··· Records to process

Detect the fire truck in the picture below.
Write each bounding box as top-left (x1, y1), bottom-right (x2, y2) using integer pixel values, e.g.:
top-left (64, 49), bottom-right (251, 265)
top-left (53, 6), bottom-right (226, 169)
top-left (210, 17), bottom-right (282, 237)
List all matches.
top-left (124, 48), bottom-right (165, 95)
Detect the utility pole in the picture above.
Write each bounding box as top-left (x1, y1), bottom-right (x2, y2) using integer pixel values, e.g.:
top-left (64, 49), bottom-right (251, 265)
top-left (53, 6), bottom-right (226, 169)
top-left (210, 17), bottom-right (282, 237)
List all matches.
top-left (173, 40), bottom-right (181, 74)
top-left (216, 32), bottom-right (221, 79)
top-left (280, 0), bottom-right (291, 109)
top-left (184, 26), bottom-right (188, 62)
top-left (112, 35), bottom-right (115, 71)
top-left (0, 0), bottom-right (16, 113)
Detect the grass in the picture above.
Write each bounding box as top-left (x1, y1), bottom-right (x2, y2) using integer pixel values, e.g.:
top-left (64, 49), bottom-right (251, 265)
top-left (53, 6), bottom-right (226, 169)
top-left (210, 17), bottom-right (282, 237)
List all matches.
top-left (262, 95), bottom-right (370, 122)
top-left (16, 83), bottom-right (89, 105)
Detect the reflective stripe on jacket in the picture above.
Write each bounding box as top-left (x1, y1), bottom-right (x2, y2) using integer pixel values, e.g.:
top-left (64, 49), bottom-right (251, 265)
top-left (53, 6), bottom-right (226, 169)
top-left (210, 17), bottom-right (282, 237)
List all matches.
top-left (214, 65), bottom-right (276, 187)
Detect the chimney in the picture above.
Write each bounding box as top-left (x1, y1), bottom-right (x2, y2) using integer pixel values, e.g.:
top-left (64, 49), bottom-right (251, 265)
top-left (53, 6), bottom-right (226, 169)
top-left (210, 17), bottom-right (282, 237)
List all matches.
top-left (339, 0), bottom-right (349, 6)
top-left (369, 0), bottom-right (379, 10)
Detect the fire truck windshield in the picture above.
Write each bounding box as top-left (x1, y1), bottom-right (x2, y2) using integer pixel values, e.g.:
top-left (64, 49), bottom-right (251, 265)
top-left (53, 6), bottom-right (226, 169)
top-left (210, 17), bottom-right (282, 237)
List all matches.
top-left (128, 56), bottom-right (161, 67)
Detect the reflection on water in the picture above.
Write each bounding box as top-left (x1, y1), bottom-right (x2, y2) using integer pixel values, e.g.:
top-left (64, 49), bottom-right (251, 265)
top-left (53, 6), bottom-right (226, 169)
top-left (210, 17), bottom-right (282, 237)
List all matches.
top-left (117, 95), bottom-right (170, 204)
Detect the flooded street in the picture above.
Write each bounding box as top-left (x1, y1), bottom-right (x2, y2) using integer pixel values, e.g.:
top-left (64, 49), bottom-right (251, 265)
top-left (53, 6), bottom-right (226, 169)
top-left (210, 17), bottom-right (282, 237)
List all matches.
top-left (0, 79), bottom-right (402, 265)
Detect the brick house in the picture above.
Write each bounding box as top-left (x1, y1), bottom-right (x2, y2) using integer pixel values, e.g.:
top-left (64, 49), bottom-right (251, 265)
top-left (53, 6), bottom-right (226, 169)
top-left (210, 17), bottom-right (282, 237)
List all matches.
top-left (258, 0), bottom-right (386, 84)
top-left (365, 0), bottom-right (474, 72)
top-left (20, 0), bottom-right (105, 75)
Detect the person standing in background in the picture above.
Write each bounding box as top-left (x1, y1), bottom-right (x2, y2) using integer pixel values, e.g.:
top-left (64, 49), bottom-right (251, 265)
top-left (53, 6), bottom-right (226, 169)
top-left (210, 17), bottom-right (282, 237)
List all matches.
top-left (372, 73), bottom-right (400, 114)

······

• [Aim of the task] Put the records above into a Markdown table with two columns, Row and Text, giving each line its own numbered row and leaving out blank lines.

• [Answer to the task]
| Row | Text |
|---|---|
| 1 | Detect the fire truck in the picture below. |
| 2 | Write each bounding box as top-left (x1, y1), bottom-right (x2, y2) using integer pixel values, e.g.: |
| 3 | top-left (64, 49), bottom-right (251, 265) |
| 4 | top-left (53, 6), bottom-right (226, 169) |
| 5 | top-left (210, 17), bottom-right (282, 237) |
| 6 | List all matches. |
| 7 | top-left (124, 48), bottom-right (165, 95) |
| 8 | Detect the utility pole in the picture above. |
| 9 | Write each bounding box as top-left (x1, y1), bottom-right (x2, y2) using integer pixel values, e.g.: |
| 10 | top-left (64, 49), bottom-right (251, 265) |
| 11 | top-left (53, 6), bottom-right (226, 169) |
| 12 | top-left (210, 17), bottom-right (282, 237) |
| 13 | List all matches. |
| 14 | top-left (173, 40), bottom-right (181, 74) |
| 15 | top-left (216, 32), bottom-right (221, 79) |
| 16 | top-left (280, 0), bottom-right (291, 109) |
| 17 | top-left (184, 26), bottom-right (188, 62) |
| 18 | top-left (112, 35), bottom-right (115, 71) |
| 19 | top-left (0, 0), bottom-right (16, 113) |
| 20 | Detect the grass in the picture above. |
| 21 | Write each bounding box as top-left (x1, y1), bottom-right (x2, y2) using integer pixel values, e.g.: |
| 22 | top-left (64, 49), bottom-right (251, 265) |
| 23 | top-left (53, 6), bottom-right (226, 169) |
| 24 | top-left (210, 17), bottom-right (282, 237) |
| 25 | List all matches. |
| 26 | top-left (262, 95), bottom-right (370, 122) |
| 27 | top-left (16, 83), bottom-right (89, 105) |
| 28 | Detect the reflective stripe on jacket in the picture above. |
| 29 | Write each bounding box as top-left (x1, y1), bottom-right (x2, y2) using integer pixel values, e.g.: |
| 30 | top-left (64, 49), bottom-right (251, 265) |
| 31 | top-left (53, 6), bottom-right (226, 169) |
| 32 | top-left (210, 17), bottom-right (282, 237) |
| 33 | List all matches. |
| 34 | top-left (214, 65), bottom-right (276, 187) |
| 35 | Detect the chimney in the picture above. |
| 36 | Write each bounding box as top-left (x1, y1), bottom-right (x2, y2) using integer pixel values, e.g.: |
| 37 | top-left (64, 49), bottom-right (251, 265) |
| 38 | top-left (53, 6), bottom-right (226, 169) |
| 39 | top-left (210, 17), bottom-right (282, 237) |
| 40 | List all matches. |
| 41 | top-left (339, 0), bottom-right (349, 6) |
| 42 | top-left (369, 0), bottom-right (379, 10) |
| 43 | Detect the fire truck windshield in the picture above. |
| 44 | Write each bounding box as top-left (x1, y1), bottom-right (x2, y2) using integer pixel values, e.g.: |
| 45 | top-left (64, 49), bottom-right (251, 265) |
| 46 | top-left (53, 6), bottom-right (226, 169) |
| 47 | top-left (210, 17), bottom-right (282, 237) |
| 48 | List all matches. |
| 49 | top-left (128, 56), bottom-right (161, 67) |
| 50 | Detect the reflection on water in the picture above. |
| 51 | Write each bounding box as top-left (x1, y1), bottom-right (x2, y2) using integer pixel values, e.g.: |
| 52 | top-left (64, 49), bottom-right (251, 265) |
| 53 | top-left (53, 6), bottom-right (226, 169) |
| 54 | top-left (210, 17), bottom-right (282, 237) |
| 55 | List all matches. |
| 56 | top-left (117, 95), bottom-right (170, 204) |
| 57 | Detect the flooded street in the picture above. |
| 58 | Write each bounding box as top-left (x1, y1), bottom-right (x2, y2) using integer pixel values, e.g.: |
| 59 | top-left (64, 49), bottom-right (251, 265) |
| 60 | top-left (53, 6), bottom-right (226, 169) |
| 61 | top-left (210, 17), bottom-right (282, 237) |
| 62 | List all matches. |
| 63 | top-left (0, 79), bottom-right (402, 265) |
| 64 | Detect the brick house in the picture above. |
| 65 | Write each bounding box as top-left (x1, y1), bottom-right (x2, y2) using integer pixel values, e.g.: |
| 66 | top-left (64, 49), bottom-right (251, 265) |
| 67 | top-left (53, 6), bottom-right (226, 169) |
| 68 | top-left (210, 17), bottom-right (282, 237) |
| 69 | List all matches. |
| 70 | top-left (258, 0), bottom-right (386, 84) |
| 71 | top-left (365, 0), bottom-right (474, 72) |
| 72 | top-left (20, 0), bottom-right (105, 75) |
| 73 | Detect the person standing in background in the picture above. |
| 74 | Write each bounding box as top-left (x1, y1), bottom-right (x2, y2) using integer pixel values, e.g.: |
| 75 | top-left (64, 49), bottom-right (251, 265) |
| 76 | top-left (53, 6), bottom-right (226, 169) |
| 77 | top-left (210, 17), bottom-right (282, 237) |
| 78 | List all matches. |
| 79 | top-left (372, 73), bottom-right (400, 114) |